▶ **RECORDS SHOWN**
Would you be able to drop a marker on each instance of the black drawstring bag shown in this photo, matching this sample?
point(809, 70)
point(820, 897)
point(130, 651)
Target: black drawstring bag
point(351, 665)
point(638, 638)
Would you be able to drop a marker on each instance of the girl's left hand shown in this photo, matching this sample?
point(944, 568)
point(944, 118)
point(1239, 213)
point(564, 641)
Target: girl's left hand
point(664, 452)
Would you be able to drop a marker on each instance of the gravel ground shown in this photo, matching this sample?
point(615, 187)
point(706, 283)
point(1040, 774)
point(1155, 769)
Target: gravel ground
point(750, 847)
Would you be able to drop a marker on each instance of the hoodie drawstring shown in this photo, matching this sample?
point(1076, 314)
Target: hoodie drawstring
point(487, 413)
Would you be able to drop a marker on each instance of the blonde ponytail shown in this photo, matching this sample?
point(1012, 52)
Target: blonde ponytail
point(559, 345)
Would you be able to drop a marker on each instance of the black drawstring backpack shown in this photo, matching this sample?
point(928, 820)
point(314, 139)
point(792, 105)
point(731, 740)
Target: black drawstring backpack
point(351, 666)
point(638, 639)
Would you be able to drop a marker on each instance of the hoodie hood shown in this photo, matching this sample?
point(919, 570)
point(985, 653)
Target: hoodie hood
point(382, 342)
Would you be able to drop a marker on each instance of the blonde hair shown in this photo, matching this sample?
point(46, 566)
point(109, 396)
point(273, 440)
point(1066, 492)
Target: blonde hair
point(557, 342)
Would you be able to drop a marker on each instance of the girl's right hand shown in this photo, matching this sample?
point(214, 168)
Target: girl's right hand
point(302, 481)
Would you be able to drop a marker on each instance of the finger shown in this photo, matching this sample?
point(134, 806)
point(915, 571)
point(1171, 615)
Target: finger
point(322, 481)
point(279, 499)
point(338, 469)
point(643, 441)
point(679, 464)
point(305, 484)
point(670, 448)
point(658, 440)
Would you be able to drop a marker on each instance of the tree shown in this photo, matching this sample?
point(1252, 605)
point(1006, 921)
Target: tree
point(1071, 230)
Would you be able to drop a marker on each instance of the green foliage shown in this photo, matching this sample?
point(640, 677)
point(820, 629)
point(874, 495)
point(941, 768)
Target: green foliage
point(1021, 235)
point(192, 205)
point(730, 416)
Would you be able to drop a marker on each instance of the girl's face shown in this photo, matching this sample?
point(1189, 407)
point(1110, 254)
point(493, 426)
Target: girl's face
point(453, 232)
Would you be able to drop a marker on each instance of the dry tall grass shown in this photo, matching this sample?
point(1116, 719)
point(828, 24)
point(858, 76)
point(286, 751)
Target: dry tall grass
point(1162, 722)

▶ **PROBLEM**
Could you reproduce all of the material above word for word, keeping every line in its original order?

▶ **SOLUTION**
Would you be able to drop a marker on each instance of the black drawstring bag shown in this photo, matching this sample?
point(809, 70)
point(820, 897)
point(130, 651)
Target: black drawstring bag
point(351, 665)
point(638, 638)
Would you be able to drop a marker on each instance of the girl's left hand shown in this photo, matching this sample?
point(944, 568)
point(944, 118)
point(1239, 213)
point(564, 641)
Target: girl's left hand
point(664, 452)
Would you be able to drop a marker on each instance of the gravel ground shown in this photo, matching this sample?
point(615, 187)
point(706, 283)
point(1040, 774)
point(1155, 769)
Target: gravel ground
point(750, 847)
Would you be able to drop a marker on each instance of the hoodie drawstring shown in this photo, matching this sample?
point(1076, 314)
Target: hoodie drawstring
point(487, 413)
Would you be able to drop a marker on each instance of the blonde ponytail shown in this photo, matching this sample?
point(1012, 52)
Target: blonde ponytail
point(559, 345)
Would you be able to drop a marker on each instance of the black drawstring backpack shown in this photo, matching this sample?
point(928, 820)
point(314, 139)
point(792, 105)
point(731, 740)
Target: black drawstring backpack
point(351, 666)
point(638, 639)
Would you be able to drop a marker on each instance of the hoodie hood shown in this photo, matching this sample?
point(919, 570)
point(985, 653)
Target: hoodie hood
point(382, 342)
Would you be able to drop a marker on each instance of the blonde hair shown in this photo, matching this sample?
point(46, 566)
point(109, 396)
point(273, 440)
point(1066, 492)
Target: blonde hair
point(557, 342)
Would you be able to drop a marker on each instance of the girl's right hand shown in this photo, matching this sample?
point(214, 168)
Target: girl's right hand
point(302, 481)
Would you be able to drop a marker on each instance of the finger shown in this photo, matching this sample?
point(134, 806)
point(915, 571)
point(1171, 615)
Target: finger
point(322, 481)
point(279, 499)
point(338, 469)
point(643, 441)
point(679, 464)
point(305, 484)
point(670, 448)
point(658, 440)
Would you be able to drop a marker on each instance of the tree shown in this photo, matching this sample?
point(1252, 605)
point(1006, 921)
Target: tree
point(1071, 230)
Would you be able to drop a marker on each instance of the green foliage shown in this photo, matching this sample?
point(640, 677)
point(820, 629)
point(874, 495)
point(941, 768)
Target: green foliage
point(1021, 235)
point(192, 205)
point(730, 416)
Would you be able to drop a marker on each instance of the girl's face shown in this photo, matching this sample?
point(1189, 407)
point(1110, 254)
point(493, 426)
Target: girl's face
point(453, 232)
Would you be able to drop a marker on each instance of the dry tall grass shown in this photo, matching this sample?
point(1116, 719)
point(828, 24)
point(858, 76)
point(286, 751)
Target: dry tall grass
point(1162, 722)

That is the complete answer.